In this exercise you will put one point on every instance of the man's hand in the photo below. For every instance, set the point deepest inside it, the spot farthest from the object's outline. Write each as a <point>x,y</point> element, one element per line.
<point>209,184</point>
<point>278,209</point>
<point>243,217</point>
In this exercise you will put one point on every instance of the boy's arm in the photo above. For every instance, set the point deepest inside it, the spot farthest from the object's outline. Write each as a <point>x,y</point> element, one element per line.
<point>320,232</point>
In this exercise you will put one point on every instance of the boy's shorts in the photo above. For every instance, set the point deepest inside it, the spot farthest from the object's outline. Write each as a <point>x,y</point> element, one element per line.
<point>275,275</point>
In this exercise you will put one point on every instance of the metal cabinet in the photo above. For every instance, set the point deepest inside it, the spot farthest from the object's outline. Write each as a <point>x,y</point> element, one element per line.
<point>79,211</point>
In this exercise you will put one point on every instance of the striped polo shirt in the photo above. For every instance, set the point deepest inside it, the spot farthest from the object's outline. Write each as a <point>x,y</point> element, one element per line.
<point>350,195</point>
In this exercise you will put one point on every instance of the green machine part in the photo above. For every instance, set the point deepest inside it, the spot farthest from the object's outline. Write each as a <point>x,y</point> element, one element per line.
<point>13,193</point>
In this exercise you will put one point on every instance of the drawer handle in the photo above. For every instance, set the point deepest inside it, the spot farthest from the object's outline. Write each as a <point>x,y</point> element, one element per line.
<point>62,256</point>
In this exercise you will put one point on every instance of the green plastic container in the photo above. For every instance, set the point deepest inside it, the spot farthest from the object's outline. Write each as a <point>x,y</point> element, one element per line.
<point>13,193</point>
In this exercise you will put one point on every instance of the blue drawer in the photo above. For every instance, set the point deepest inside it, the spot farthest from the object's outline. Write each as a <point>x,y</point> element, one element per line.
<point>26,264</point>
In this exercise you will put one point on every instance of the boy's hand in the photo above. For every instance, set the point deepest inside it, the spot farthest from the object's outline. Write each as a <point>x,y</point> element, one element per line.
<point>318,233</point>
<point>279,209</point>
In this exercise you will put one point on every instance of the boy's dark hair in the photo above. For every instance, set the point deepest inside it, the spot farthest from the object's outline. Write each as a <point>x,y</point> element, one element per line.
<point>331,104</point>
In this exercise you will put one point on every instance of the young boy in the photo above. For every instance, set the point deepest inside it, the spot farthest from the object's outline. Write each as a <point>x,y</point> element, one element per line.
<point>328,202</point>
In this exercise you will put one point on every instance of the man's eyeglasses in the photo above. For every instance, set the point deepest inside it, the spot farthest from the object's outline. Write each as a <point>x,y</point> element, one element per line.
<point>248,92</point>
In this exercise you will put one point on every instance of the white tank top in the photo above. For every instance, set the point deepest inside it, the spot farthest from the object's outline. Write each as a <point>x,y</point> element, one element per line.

━━━━━━━━━━━━━━━━

— WHAT IS BEING ASKED —
Given the listing above, print all of it word for word.

— EXPECTED ANSWER —
In this exercise you will put one point on every instance of the man's hand in the photo below. For every instance, set the point deepest inside it, the spot farthest from the object's outline. Write each as a <point>x,y</point> element, one element per line.
<point>209,184</point>
<point>278,209</point>
<point>243,217</point>
In this exercise you will put one point on every instance of the boy's arm in the photo above. For every instance, set the point deepest inside it, the spot farthest from the object's outline. Write each as a <point>x,y</point> element, one element per line.
<point>320,232</point>
In this exercise you will put one point on every instance of the boy's shorts in the photo above. For every instance, set the point deepest inside it, the spot farthest from the object's outline. Write each as a <point>x,y</point> element, one element per line.
<point>275,275</point>
In this exercise you will put one point on every instance of the metal cabinet in the photo above. For every instance, set the point deepest inside it, the spot farthest from the object's outline. Write each as a <point>x,y</point> element, one element per line.
<point>79,211</point>
In this exercise you will put one point on every instance of the striped polo shirt in the photo above. For every instance, set the point deepest inside it, the spot farthest from the object's outline. Write each as a <point>x,y</point> element, one element per line.
<point>350,195</point>
In this exercise you will put one point on every instance of the green machine part in the photo above. For every instance, set the point deepest inside it, the spot farthest from the object's outline. Write each as a <point>x,y</point> element, one element per line.
<point>13,193</point>
In this exercise you will put one point on every instance of the drawer handle in the photo above. For every instance, set the point deepest inside it, the spot farthest from the object's outline. Write each as a <point>x,y</point> element, one element per line.
<point>62,256</point>
In this exercise you will put one point on every instance of the green plastic container in the photo above. For every instance, set the point deepest inside it, the spot farthest from the object's outline. Write each as a <point>x,y</point> element, one element per line.
<point>13,193</point>
In this exercise you will put one point on every instance of the blue drawer in the photo above. For every instance, set the point deepest inside it, the spot farthest from the object's outline. Write each as a <point>x,y</point> element, one element per line.
<point>26,264</point>
In this exercise you will put one point on every instance of the boy's hand in the photo above. For every instance, set the point deepest inside it, the spot farthest from the object's outline. Write each as a <point>x,y</point> element, one element per line.
<point>318,233</point>
<point>279,209</point>
In this exercise you will put one point on every instance of the boy's dark hair in the photo above. For every instance, set the point deepest inside it, the spot farthest from the object's outline. Write each as a <point>x,y</point> element, one element per line.
<point>331,104</point>
In this exercise you will put one point on every instance of the young boy in the photo above. For every instance, set the point deepest inside it, the spot farthest from the object's outline. Write each as a <point>x,y</point> element, one element per line.
<point>328,202</point>
In this exercise you will put one point on every instance of the man's eyeglasses in the photo above. For every instance, set the point deepest inside it, the spot farthest from the object's outline. Write each as a <point>x,y</point> element, one element per line.
<point>248,92</point>
In this exercise you will put one point on every instance of the white tank top in the photo above. For every instance, set the point deepest inside it, the spot farthest from the object's outline. Write each as a <point>x,y</point> element, one element per line.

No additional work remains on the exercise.